Records to use:
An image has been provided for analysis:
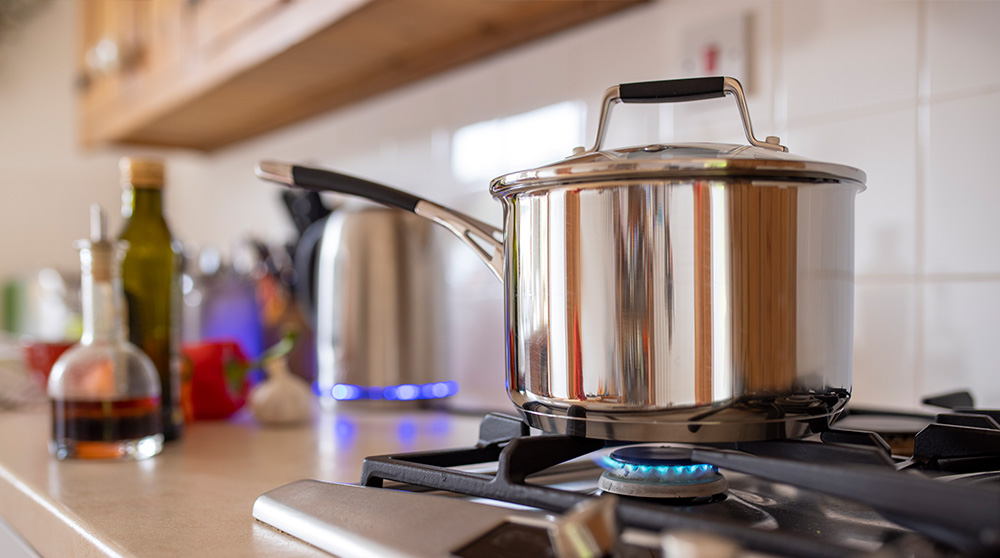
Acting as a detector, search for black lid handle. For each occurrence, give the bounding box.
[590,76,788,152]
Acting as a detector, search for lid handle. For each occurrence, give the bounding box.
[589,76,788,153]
---
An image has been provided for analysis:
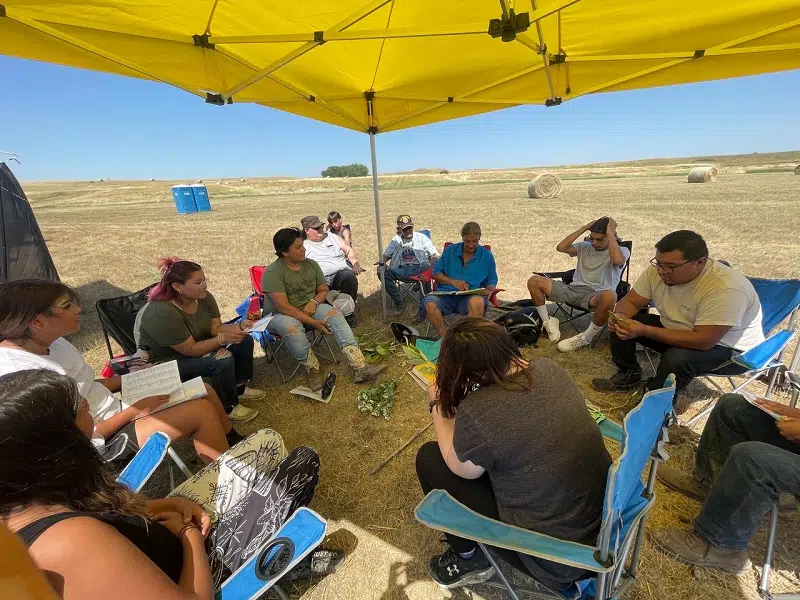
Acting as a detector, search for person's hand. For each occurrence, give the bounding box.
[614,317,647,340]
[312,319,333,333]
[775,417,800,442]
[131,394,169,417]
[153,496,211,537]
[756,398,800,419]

Challenge: Copy out the listing exactly as it appears, beginning at the line that contains "Acting as a detector, search for lid" and stopping after the line that contains "[589,76,788,153]".

Exercise output:
Acting as a detector, search for lid handle. For each occurrence, give the bounding box.
[589,76,788,153]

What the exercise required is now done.